**Exercise description**
Could you write out the records word for word, starting at their beginning and ending at the line that contains "202), (82, 200)]]", including that line? Leave the pictures out of your answer.

**Supplied material**
-- BEGIN --

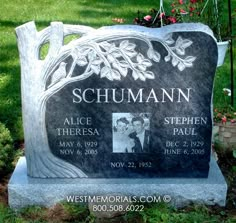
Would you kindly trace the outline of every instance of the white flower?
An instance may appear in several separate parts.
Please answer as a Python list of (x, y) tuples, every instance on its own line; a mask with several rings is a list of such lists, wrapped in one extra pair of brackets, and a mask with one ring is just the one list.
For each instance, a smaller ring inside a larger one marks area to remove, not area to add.
[(231, 96), (231, 90), (229, 88), (223, 88), (223, 92), (228, 96)]

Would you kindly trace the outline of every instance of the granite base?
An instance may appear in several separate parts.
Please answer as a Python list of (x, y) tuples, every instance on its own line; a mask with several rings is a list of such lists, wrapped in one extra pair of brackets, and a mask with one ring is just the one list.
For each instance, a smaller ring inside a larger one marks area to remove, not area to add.
[[(227, 184), (214, 158), (208, 178), (188, 179), (41, 179), (28, 177), (26, 165), (25, 157), (21, 157), (9, 181), (9, 205), (13, 209), (29, 205), (49, 207), (68, 201), (69, 196), (75, 199), (94, 195), (145, 196), (149, 201), (155, 196), (175, 207), (191, 203), (225, 206), (226, 203)], [(85, 198), (77, 202), (82, 200)]]

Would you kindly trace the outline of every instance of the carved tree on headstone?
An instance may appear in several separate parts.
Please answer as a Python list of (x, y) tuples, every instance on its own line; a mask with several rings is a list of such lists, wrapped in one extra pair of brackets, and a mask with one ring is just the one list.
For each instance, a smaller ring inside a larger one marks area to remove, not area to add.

-- END --

**Worked solution**
Would you kindly trace the outline of every instance of the white flower?
An instance may appear in several separate parts.
Please answer as a Python list of (x, y) tuples, every instance on its own line; a mask with several rings is a list of such lists, wrapped in one extra pair of brackets, and a mask with one ring is just the one list.
For each instance, a smaller ring inside a larger one marks area to remove, not area to add.
[(231, 96), (231, 90), (229, 88), (223, 88), (223, 92), (228, 96)]

Would you kindly trace the outline of every instance of the granite base?
An instance may appear in several separate parts.
Please answer as a Python list of (x, y) tuples, every instance on its own line; a mask with several rings is a list of such lists, wrapped in one extra pair of brackets, and a mask with one ring is just the one list.
For each instance, a smaller ring inside a larger one marks area to remove, not area to add.
[[(227, 184), (214, 158), (208, 178), (188, 179), (41, 179), (28, 177), (26, 165), (25, 157), (21, 157), (9, 181), (9, 205), (13, 209), (29, 205), (49, 207), (68, 201), (69, 196), (75, 199), (94, 195), (145, 196), (149, 201), (155, 196), (175, 207), (191, 203), (225, 206), (226, 203)], [(85, 198), (77, 202), (82, 200)]]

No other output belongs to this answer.